START PROVIDED MATERIAL
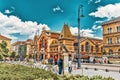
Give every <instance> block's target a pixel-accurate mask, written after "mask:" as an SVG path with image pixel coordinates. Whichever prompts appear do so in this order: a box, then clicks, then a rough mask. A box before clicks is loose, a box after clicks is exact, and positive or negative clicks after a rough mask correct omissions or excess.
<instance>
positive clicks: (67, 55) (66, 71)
mask: <svg viewBox="0 0 120 80" xmlns="http://www.w3.org/2000/svg"><path fill="white" fill-rule="evenodd" d="M63 75H66V76H67V75H68V53H64V54H63Z"/></svg>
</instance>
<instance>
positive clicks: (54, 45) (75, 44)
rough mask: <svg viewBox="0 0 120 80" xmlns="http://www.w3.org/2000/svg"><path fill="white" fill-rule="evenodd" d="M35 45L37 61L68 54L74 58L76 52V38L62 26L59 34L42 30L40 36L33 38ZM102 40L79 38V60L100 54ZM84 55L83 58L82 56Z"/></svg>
mask: <svg viewBox="0 0 120 80" xmlns="http://www.w3.org/2000/svg"><path fill="white" fill-rule="evenodd" d="M34 40H35V42H36V45H37V48H36V49H37V57H38V59H41V60H42V59H48V58H53V59H54V60H57V59H58V57H59V54H64V53H68V54H69V55H70V56H72V57H74V55H75V54H76V58H77V54H78V53H77V51H78V45H77V44H78V42H77V41H78V37H77V36H75V35H72V34H71V31H70V29H69V26H68V25H67V24H64V26H63V29H62V31H61V32H60V33H58V32H52V31H47V30H45V28H43V30H42V33H41V35H40V36H37V35H36V36H35V38H34ZM102 50H103V48H102V40H101V39H95V38H89V37H81V38H80V53H81V54H82V56H81V58H88V57H89V56H92V55H94V54H95V55H98V54H101V53H102ZM84 55H85V56H84Z"/></svg>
END PROVIDED MATERIAL
ACTIVITY -
Please arrange all of the data above as a Markdown table with the columns Row and Line, giving each line of the data its own numbered row. Skip blank lines and leave the pictures out.

EXPECTED OUTPUT -
| Row | Line |
|---|---|
| 1 | Give every <instance> block's target a pixel-accurate mask, written after "mask:" as an SVG path with image pixel coordinates. Whichever prompts appear do so in this order: a box, then clicks, then a rough mask. A box before clicks is loose, a box after clicks is exact, and positive or negative clicks after a rough mask correct omissions or excess. |
| 2 | <instance> |
| 3 | positive clicks: (67, 55) (66, 71) |
| 4 | mask: <svg viewBox="0 0 120 80" xmlns="http://www.w3.org/2000/svg"><path fill="white" fill-rule="evenodd" d="M63 75H66V76H67V75H68V53H64V54H63Z"/></svg> |
| 5 | </instance> |
| 6 | <instance> |
| 7 | positive clicks: (54, 45) (75, 44) |
| 8 | rough mask: <svg viewBox="0 0 120 80" xmlns="http://www.w3.org/2000/svg"><path fill="white" fill-rule="evenodd" d="M35 45L37 61L68 54L74 58L76 52V38L62 26L59 34L42 30L40 36L33 38ZM102 40L79 38V60L100 54ZM84 55L83 58L82 56Z"/></svg> |
| 9 | mask: <svg viewBox="0 0 120 80" xmlns="http://www.w3.org/2000/svg"><path fill="white" fill-rule="evenodd" d="M34 40H35V42H36V45H37V48H36V49H37V57H38V59H41V60H42V59H48V58H53V59H54V60H57V59H58V57H59V54H64V53H68V54H69V55H70V56H72V57H74V55H75V54H76V58H77V54H78V53H77V51H78V45H77V44H78V42H77V41H78V37H77V36H75V35H72V34H71V31H70V29H69V26H68V25H67V24H64V26H63V29H62V31H61V32H60V33H58V32H52V31H47V30H45V28H43V30H42V33H41V35H40V36H37V35H36V36H35V38H34ZM102 50H103V48H102V40H101V39H95V38H89V37H81V38H80V53H81V54H82V56H81V58H88V57H89V56H92V55H94V54H95V55H98V54H101V53H102ZM84 55H85V56H84Z"/></svg> |